**TASK INSTRUCTIONS**
Make an exact copy of all the records.

----------------------------------------

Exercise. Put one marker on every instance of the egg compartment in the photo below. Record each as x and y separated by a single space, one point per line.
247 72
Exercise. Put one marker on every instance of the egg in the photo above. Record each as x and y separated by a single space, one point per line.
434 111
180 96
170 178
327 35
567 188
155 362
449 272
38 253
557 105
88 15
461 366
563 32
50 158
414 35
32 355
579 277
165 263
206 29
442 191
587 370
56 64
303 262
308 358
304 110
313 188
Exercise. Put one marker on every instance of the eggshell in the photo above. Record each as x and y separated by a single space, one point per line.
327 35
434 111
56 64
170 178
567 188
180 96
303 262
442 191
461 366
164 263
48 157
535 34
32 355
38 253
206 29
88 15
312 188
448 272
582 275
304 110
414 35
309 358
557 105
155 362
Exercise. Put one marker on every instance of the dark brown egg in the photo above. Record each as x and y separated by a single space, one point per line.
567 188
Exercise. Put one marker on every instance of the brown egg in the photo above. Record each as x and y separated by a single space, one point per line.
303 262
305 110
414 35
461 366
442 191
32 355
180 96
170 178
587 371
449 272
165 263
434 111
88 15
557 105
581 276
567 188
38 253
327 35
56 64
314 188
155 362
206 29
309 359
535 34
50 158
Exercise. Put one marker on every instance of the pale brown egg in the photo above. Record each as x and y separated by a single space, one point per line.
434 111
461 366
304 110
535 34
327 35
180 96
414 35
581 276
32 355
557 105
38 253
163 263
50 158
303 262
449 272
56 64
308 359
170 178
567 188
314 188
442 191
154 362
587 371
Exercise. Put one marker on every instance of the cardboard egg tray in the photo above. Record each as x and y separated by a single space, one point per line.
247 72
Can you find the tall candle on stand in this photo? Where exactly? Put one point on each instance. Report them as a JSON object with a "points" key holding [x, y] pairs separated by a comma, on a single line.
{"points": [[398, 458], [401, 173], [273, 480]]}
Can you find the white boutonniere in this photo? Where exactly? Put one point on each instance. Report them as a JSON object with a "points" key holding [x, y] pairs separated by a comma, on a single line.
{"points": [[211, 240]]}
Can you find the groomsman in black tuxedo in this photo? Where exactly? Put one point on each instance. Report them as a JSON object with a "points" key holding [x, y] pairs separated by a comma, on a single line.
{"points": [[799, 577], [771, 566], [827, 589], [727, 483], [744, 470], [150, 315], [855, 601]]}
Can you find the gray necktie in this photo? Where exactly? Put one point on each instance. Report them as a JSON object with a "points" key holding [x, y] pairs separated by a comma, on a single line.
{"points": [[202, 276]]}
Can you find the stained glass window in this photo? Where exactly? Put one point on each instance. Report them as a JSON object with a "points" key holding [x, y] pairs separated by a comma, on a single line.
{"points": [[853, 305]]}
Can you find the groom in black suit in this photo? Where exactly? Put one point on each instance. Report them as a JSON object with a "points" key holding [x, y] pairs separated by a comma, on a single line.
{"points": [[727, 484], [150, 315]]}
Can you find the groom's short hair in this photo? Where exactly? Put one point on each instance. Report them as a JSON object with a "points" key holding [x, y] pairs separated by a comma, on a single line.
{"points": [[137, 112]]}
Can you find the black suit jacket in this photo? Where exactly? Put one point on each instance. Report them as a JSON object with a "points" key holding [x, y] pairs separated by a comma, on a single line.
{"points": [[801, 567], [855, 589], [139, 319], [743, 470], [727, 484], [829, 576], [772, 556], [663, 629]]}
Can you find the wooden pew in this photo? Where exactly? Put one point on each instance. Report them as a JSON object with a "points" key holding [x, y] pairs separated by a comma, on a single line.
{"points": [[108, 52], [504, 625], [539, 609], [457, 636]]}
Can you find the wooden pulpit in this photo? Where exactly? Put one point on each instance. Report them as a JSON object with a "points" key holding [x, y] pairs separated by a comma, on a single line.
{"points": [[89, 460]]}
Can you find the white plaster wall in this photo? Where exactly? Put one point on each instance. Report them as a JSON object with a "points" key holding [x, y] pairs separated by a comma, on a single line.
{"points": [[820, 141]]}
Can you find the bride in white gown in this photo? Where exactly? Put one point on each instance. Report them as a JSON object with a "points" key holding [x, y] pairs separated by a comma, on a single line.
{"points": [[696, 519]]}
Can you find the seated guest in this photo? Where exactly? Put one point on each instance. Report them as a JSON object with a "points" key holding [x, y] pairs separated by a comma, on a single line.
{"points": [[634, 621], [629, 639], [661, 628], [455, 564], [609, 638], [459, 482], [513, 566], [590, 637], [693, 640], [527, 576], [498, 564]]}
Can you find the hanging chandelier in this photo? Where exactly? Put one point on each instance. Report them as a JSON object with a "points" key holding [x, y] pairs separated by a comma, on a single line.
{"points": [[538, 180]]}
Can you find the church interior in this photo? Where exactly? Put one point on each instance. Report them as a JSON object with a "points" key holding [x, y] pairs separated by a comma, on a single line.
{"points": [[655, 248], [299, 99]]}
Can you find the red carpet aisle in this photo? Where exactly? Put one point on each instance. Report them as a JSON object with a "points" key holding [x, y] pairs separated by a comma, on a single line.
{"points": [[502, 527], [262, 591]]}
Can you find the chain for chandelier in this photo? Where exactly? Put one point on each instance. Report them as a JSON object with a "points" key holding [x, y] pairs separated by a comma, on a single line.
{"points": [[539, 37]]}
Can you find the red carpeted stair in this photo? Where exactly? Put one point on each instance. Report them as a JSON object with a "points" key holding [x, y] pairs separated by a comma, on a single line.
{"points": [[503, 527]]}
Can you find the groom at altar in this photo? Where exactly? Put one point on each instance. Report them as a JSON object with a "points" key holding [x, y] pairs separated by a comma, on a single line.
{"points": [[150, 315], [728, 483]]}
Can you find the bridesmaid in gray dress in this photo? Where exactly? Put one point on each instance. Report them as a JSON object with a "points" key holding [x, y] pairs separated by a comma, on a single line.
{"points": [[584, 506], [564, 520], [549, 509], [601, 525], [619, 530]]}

----------------------------------------

**YOUR RESPONSE**
Exercise. Put one marker on every instance of the egg compartment in the photo below. Record each as x and y separated by a single space, one point per line.
247 72
Exercise. Put one marker on every instance of the egg in the photo above. Record each as x and y separated by a single space, one point per line.
434 111
180 96
170 178
327 35
567 188
155 362
449 272
38 253
557 105
88 15
461 366
563 32
50 158
414 35
32 355
579 277
165 263
206 29
442 191
587 370
56 64
303 262
308 358
304 110
313 188
Exercise. Put one marker on every instance of the eggshell in the photo above. Record each as x and y separated by a single space, one point per line.
327 35
434 111
56 64
170 178
567 188
180 96
303 262
442 191
461 366
164 263
48 157
535 34
32 355
38 253
206 29
88 15
312 188
448 272
582 275
304 110
414 35
309 358
557 105
155 362
Exercise. Put one marker on every instance of the dark brown egg in the photo above. Record each as x and y separated by a single space, one point per line.
567 188
Exercise. Put one marker on every instance of the brown egg in the photo above. Record each as x and y separated by a single space, one point per line.
303 262
305 110
414 35
461 366
442 191
32 355
180 96
170 178
587 371
449 272
165 263
434 111
88 15
557 105
581 276
567 188
38 253
327 35
56 64
314 188
155 362
206 29
309 359
535 34
50 158
Exercise. Put one marker on every instance of the pale brown egg in the photo above. Record each as x and y separated by a single space, one point per line.
434 111
461 366
304 110
535 34
327 35
180 96
414 35
581 276
32 355
557 105
38 253
163 263
50 158
303 262
449 272
56 64
308 359
170 178
567 188
314 188
442 191
154 362
587 371
Exercise. Put one marker on every instance of the cardboard egg tray in the photo above. Record each as x and y separated by a single space, one point per line.
247 72
Can you find the tall candle on stand in this photo? Where exactly? Put one point on each instance. Report them as a JSON object with a "points" key holding [x, y] pairs separated by a comma, on a single line.
{"points": [[398, 458], [401, 173], [273, 480]]}
Can you find the white boutonniere in this photo? Where exactly? Put one point on each instance. Report them as a JSON object with a "points" key holding [x, y] pairs separated by a comma, on a single line.
{"points": [[211, 240]]}
Can you find the groomsman in black tuxedo in this photo? Where exactly? Put one point on each instance. Report them as a JSON object with a "points" key holding [x, y] pairs separated by a comma, on a single line.
{"points": [[799, 577], [771, 566], [827, 589], [727, 483], [744, 470], [150, 315], [855, 601]]}
Can you find the gray necktie in this photo? Where exactly? Put one point on each instance. Report them as a JSON object with a "points" key holding [x, y] pairs separated by a comma, on a single line.
{"points": [[202, 276]]}
Can you find the stained glass window in this photo? Where exactly? Put one point on each instance. Report them as a JSON object with a "points" key holding [x, y] pairs separated by a comma, on a single line.
{"points": [[853, 305]]}
Can you find the groom in black suit in this photo? Where exactly? Put one point on each instance. Report them as a JSON object with a "points" key holding [x, y] pairs separated by a comma, on a single line.
{"points": [[727, 484], [150, 315]]}
Can you find the groom's short hair in this photo? Where exactly? Put one point on each instance. Report them as a JSON object with a "points" key holding [x, y] pairs separated by a comma, on a single line.
{"points": [[137, 112]]}
Can you find the black suit jacket in this photo? Where exactly? Put one point on each instance. Report them as a JSON object with a "points" key holding [x, y] pairs separated by a comma, on a single line.
{"points": [[801, 567], [855, 589], [139, 319], [743, 470], [727, 484], [829, 576], [772, 556], [663, 629]]}
Can you find the wooden pew in this photo? Where exactly? Put one point on each instance. Report them as a JSON object with a "points" key holding [x, y] pairs separated by a comma, on a single line.
{"points": [[108, 52], [504, 625], [539, 609], [457, 636]]}
Can you find the wooden pulpit in this photo? Where exactly? Put one point on each instance. Report them as a JSON object with a "points" key holding [x, y] pairs separated by a comma, on a single line.
{"points": [[89, 460]]}
Can you find the white plaster wall in this photo? Where exactly? Put one point on each instance. Report them as a JSON object with a "points" key holding [x, y] pairs separated by a comma, on a single line.
{"points": [[820, 141]]}
Can you find the bride in white gown in this photo? Where exactly? Put one point on each instance. Report them as a JSON object with a "points" key holding [x, y] pairs separated by a comma, on a single line.
{"points": [[696, 519]]}
Can you find the seated guest in this photo? Where exactly? Put one point on each instance. Report them as a JSON object with a "points" key holding [x, y] pairs separated by a comma, on a single line.
{"points": [[634, 621], [629, 639], [661, 628], [455, 564], [609, 638], [459, 482], [513, 566], [590, 637], [693, 640], [527, 576], [498, 564]]}
Can you find the hanging chandelier in this photo? Where exactly? Put one point on each instance. Report them as a JSON object with a "points" key holding [x, y] pairs separated by a comma, on a single line.
{"points": [[538, 180]]}
Can you find the church interior in this photo? Where exactly? Put one point on each instance. Report them as a JSON object with a "points" key holding [x, y] pairs separated by a comma, on a single line.
{"points": [[655, 248], [299, 99]]}
Can you find the red carpet aisle in this photo? Where exactly? Put one point on each instance. Report them as a JSON object with a "points" key holding [x, y] pairs separated by a comma, on a single line.
{"points": [[502, 527], [262, 591]]}
Can you find the chain for chandelier in this photo? Where exactly? Put one point on each instance. Report them as a JSON object with a "points" key holding [x, y] pairs separated by a comma, on a single line.
{"points": [[539, 37]]}
Can you find the red carpeted stair in this photo? Where exactly? Put one point on each instance. Report them as a JSON object with a "points" key holding [x, y] pairs separated by a comma, on a single line.
{"points": [[503, 527]]}
Can you find the groom at altar in this photo? Where exactly? Put one point on each instance. Report them as a JSON object with a "points" key holding [x, y] pairs separated by a comma, on a single line.
{"points": [[150, 315], [728, 483]]}
Can you find the bridesmaid in gray dress in this photo? Where exactly? Put one point on each instance. Report them as a JSON object with a "points" key holding [x, y] pairs separated by a comma, on a single line.
{"points": [[584, 506], [564, 520], [549, 509], [601, 525], [619, 530]]}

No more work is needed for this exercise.